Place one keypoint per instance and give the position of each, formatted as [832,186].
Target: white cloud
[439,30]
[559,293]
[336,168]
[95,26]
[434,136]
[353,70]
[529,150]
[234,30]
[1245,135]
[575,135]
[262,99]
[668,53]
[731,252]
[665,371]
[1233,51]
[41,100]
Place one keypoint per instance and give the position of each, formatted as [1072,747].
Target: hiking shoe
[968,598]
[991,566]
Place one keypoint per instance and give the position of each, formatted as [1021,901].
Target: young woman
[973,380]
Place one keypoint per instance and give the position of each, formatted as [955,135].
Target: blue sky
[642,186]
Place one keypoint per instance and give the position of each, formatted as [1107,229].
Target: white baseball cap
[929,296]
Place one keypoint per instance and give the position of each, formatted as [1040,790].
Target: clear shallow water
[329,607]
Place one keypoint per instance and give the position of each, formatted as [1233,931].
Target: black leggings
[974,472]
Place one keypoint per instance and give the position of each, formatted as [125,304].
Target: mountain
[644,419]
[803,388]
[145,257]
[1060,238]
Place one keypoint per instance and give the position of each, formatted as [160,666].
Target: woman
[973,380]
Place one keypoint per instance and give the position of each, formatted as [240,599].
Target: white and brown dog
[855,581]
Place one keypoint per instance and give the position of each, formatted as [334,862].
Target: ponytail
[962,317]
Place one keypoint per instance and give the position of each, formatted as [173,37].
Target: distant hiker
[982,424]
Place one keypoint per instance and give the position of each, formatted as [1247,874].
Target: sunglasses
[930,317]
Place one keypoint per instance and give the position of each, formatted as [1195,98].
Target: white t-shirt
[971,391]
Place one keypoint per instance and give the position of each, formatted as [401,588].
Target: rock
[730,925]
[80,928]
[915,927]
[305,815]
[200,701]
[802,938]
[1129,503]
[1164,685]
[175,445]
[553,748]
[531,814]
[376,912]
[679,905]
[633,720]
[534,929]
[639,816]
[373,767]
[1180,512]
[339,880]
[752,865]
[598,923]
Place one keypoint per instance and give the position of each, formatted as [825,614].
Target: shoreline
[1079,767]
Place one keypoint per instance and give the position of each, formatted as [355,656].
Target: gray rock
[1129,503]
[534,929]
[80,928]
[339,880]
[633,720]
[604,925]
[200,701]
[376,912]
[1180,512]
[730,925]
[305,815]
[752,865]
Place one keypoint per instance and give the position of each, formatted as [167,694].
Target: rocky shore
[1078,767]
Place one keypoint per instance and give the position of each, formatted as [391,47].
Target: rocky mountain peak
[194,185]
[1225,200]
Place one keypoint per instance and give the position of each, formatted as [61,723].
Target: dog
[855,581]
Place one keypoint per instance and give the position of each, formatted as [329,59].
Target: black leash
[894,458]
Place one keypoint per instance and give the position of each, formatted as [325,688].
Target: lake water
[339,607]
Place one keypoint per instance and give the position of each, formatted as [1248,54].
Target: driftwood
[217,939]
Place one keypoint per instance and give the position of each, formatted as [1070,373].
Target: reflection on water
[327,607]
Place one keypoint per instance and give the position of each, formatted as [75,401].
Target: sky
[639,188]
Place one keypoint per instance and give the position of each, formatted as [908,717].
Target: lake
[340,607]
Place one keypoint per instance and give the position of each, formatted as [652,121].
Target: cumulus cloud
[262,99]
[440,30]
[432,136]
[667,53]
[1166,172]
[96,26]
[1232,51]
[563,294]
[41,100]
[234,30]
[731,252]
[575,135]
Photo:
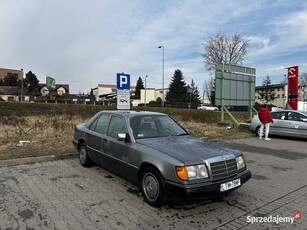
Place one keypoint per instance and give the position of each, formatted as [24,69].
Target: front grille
[223,169]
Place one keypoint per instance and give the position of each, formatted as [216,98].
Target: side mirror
[189,131]
[123,137]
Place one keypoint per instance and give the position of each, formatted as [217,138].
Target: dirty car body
[207,107]
[153,151]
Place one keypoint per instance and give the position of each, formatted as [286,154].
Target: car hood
[187,149]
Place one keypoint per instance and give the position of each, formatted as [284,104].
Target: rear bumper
[204,190]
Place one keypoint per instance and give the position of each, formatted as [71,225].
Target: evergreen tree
[139,86]
[178,91]
[31,83]
[267,94]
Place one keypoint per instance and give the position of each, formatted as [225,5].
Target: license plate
[230,185]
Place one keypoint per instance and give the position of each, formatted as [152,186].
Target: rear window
[279,115]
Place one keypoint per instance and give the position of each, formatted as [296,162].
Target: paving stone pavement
[60,194]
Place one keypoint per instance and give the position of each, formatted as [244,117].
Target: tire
[84,158]
[153,187]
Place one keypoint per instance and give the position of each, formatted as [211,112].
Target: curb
[32,160]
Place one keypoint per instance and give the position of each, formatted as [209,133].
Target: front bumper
[206,190]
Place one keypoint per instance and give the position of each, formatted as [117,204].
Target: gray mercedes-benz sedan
[153,151]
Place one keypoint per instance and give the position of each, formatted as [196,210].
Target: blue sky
[85,43]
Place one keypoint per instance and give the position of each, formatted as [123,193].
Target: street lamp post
[21,85]
[162,74]
[190,91]
[145,89]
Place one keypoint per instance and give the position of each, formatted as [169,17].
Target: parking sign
[123,81]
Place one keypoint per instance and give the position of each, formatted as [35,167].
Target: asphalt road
[60,194]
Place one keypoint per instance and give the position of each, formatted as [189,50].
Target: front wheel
[153,188]
[84,158]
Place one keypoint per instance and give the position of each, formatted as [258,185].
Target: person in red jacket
[265,119]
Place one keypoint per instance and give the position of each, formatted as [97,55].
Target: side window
[279,115]
[117,125]
[102,124]
[293,116]
[93,125]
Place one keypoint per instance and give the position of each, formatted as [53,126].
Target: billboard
[50,83]
[293,86]
[234,85]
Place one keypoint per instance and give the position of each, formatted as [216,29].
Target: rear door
[116,153]
[280,125]
[296,125]
[95,135]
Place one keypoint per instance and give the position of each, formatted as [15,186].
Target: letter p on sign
[123,81]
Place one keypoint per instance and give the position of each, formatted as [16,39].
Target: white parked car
[207,107]
[291,123]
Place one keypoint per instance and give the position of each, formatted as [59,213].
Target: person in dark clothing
[265,119]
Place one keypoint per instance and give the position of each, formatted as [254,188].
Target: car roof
[289,110]
[129,113]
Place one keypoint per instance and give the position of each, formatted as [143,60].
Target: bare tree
[224,49]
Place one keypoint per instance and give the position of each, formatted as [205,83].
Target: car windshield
[304,112]
[149,126]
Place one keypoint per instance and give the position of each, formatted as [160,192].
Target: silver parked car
[153,151]
[291,123]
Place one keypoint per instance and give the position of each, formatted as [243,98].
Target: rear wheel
[84,158]
[153,188]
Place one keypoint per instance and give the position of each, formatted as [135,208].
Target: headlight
[192,172]
[240,162]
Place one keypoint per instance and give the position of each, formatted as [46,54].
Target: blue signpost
[123,90]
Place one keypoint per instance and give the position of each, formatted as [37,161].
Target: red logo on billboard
[293,87]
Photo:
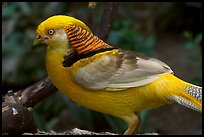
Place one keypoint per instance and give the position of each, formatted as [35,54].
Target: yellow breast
[117,103]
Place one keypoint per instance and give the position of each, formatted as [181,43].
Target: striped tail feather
[190,98]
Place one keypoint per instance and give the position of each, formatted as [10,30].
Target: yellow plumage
[108,80]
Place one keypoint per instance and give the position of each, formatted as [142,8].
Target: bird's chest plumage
[116,103]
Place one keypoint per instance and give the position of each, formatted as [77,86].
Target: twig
[108,16]
[21,101]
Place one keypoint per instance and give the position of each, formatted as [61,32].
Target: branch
[107,18]
[17,106]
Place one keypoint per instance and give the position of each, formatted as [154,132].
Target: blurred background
[168,31]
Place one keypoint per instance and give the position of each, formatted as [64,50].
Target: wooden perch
[16,107]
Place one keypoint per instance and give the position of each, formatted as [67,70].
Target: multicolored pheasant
[106,79]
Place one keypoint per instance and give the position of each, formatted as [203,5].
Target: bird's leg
[133,122]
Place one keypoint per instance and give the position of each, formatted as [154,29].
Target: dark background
[168,31]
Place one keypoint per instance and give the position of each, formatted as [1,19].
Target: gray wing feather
[127,69]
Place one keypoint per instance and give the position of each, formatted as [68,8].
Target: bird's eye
[50,32]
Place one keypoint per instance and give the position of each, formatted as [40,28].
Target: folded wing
[120,71]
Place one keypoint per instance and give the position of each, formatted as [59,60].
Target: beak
[39,39]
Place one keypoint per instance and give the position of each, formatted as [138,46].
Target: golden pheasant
[106,79]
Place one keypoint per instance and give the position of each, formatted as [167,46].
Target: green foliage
[193,44]
[22,63]
[124,36]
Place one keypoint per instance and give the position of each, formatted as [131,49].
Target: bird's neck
[84,41]
[84,44]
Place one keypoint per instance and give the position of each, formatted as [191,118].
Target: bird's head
[51,31]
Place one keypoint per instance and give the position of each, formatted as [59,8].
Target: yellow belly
[117,103]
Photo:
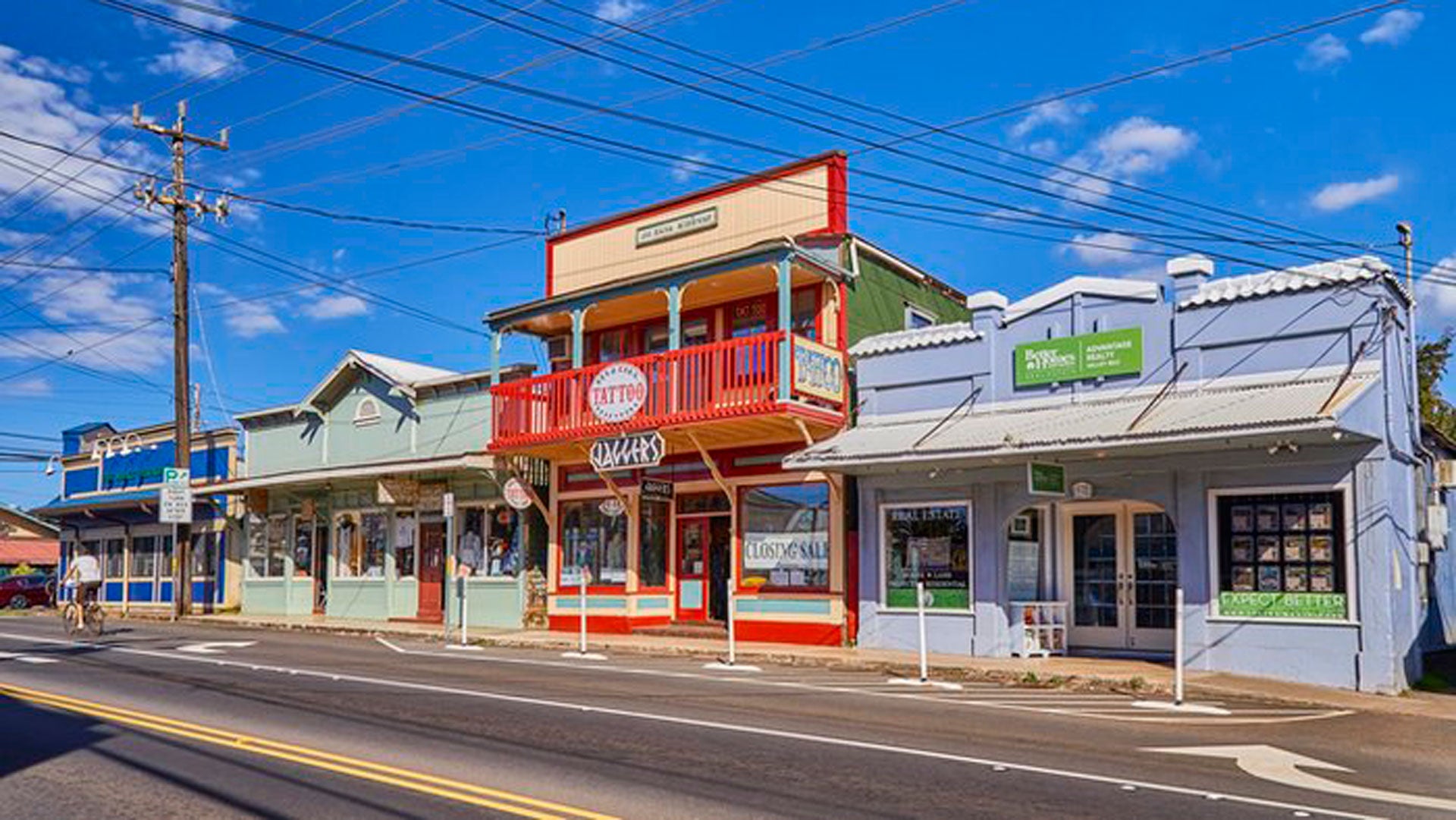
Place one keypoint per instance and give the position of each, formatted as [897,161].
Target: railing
[701,383]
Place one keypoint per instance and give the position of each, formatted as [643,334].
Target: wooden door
[431,570]
[692,568]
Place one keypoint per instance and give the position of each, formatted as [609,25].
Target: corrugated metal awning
[1277,404]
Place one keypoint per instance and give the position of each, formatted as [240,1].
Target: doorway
[704,567]
[1122,565]
[431,571]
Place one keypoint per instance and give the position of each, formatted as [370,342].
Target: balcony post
[495,357]
[579,337]
[785,324]
[674,316]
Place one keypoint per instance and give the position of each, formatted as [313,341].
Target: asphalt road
[187,720]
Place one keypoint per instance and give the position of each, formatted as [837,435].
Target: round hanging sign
[618,392]
[516,494]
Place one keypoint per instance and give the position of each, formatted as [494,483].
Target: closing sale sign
[1090,356]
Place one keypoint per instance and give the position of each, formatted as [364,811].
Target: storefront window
[596,541]
[504,554]
[114,561]
[403,545]
[277,545]
[143,557]
[472,541]
[347,561]
[204,555]
[654,520]
[373,542]
[932,544]
[1282,555]
[302,546]
[785,536]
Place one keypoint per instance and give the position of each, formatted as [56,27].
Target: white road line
[718,726]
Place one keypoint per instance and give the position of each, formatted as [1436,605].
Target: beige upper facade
[794,200]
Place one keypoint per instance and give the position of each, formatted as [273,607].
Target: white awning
[475,460]
[1282,404]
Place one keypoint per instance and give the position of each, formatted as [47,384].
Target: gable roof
[1138,291]
[1304,277]
[397,372]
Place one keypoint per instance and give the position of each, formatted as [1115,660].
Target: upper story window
[916,318]
[366,413]
[805,313]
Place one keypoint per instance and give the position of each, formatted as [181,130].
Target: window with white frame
[918,318]
[1282,555]
[366,413]
[928,542]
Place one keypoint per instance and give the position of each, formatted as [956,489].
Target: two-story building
[692,346]
[108,507]
[1055,470]
[348,494]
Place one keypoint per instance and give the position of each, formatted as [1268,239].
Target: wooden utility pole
[175,197]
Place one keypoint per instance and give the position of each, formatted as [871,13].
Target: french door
[1122,564]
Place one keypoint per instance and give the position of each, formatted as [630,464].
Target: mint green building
[350,494]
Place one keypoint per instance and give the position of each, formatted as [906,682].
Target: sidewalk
[1078,674]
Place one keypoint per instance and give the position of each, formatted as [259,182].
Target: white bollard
[919,614]
[1178,647]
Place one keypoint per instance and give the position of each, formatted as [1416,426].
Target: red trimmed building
[692,346]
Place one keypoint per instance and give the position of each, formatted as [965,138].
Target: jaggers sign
[628,452]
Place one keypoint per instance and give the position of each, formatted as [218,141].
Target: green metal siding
[878,296]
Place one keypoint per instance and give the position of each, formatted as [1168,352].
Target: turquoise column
[785,324]
[674,316]
[579,337]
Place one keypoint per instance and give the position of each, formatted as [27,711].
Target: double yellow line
[421,783]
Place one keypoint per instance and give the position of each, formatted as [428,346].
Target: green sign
[1046,479]
[1110,353]
[1329,606]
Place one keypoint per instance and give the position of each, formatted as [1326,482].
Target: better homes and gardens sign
[1090,356]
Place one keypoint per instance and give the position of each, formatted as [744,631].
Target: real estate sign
[1283,605]
[1090,356]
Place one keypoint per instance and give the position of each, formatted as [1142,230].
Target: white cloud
[1324,53]
[38,104]
[120,308]
[193,58]
[1056,112]
[1126,152]
[1392,28]
[334,306]
[1104,250]
[619,11]
[1340,196]
[28,388]
[685,168]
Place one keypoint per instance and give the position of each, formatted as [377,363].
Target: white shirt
[88,570]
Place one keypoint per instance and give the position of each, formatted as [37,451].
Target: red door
[692,570]
[431,571]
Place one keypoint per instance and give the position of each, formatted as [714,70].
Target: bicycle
[93,618]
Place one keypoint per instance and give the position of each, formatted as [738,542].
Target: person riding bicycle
[86,573]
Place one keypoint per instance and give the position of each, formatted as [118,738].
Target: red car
[20,592]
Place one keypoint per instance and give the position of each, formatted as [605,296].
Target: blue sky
[1338,131]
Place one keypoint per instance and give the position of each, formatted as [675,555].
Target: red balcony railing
[708,382]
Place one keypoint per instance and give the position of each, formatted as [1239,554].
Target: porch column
[674,316]
[495,356]
[785,324]
[579,338]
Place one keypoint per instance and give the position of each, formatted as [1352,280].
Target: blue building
[108,504]
[1057,467]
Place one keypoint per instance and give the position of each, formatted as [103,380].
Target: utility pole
[175,197]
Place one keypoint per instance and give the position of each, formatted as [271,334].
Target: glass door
[1123,564]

### Exercise goal
Copy exactly, and only, the lines from the one containing "formatted as [218,141]." through the last line of the listing.

### Response
Place one keypoint per instance and give the position of each, formatted as [218,141].
Target: green metal siding
[878,296]
Place one keypoint per instance and give the position of each, formatted as [1168,352].
Target: turquoise column
[785,324]
[674,316]
[579,337]
Place one keypoint per instance and give the position of each, formatted as [27,711].
Target: double yellow line
[421,783]
Place one keypoint per instance and give the position of each, formatted as [428,346].
Target: green sign
[1046,479]
[1110,353]
[1329,606]
Place one keypoint per instance and give the position of each, formatted as [1326,482].
Target: better homes and gardens sign
[1090,356]
Place one keypoint per instance and give the position of each, formatted as [744,631].
Target: real estate sign
[1283,605]
[1090,356]
Place one keypoint per instance and give the position of each, formatted as [1142,230].
Target: white cloud
[1324,53]
[38,104]
[120,308]
[193,58]
[1056,112]
[1126,152]
[1392,28]
[334,306]
[1104,250]
[619,11]
[1340,196]
[28,388]
[685,168]
Place one keypoint per instance and give the position of each, formatted as [377,363].
Target: white shirt
[88,570]
Place one keypoint per instance and give the position of each, formatted as [37,451].
Target: red door
[692,570]
[431,571]
Place one keypoint per instance and give the position of each, formatted as [714,70].
Target: bicycle
[93,618]
Place one keypoint per instance and give the position of each, formatted as [738,542].
Target: person riding bicycle
[86,573]
Place one keypoint per instance and give the position of each, formatted as [118,738].
Target: red car
[20,592]
Place one keypoint per instance and give the position of each, formatted as [605,296].
Target: blue sky
[1338,131]
Place one keypoint per instance and give the position of each, formatted as [675,555].
Target: red balcony railing
[708,382]
Place one keypoint per instance and give the position of each, formatted as [1239,554].
Target: porch column
[674,316]
[495,356]
[785,324]
[579,338]
Place one keypoint per instance and give the position of each, formatted as [1352,280].
Target: blue building
[108,504]
[1057,467]
Place one keypoint per instance and give the position of each, formatted as [103,380].
Target: utility pole
[175,197]
Place one keypoint per instance and give the position of each, formatted as [271,334].
Target: glass door
[1123,564]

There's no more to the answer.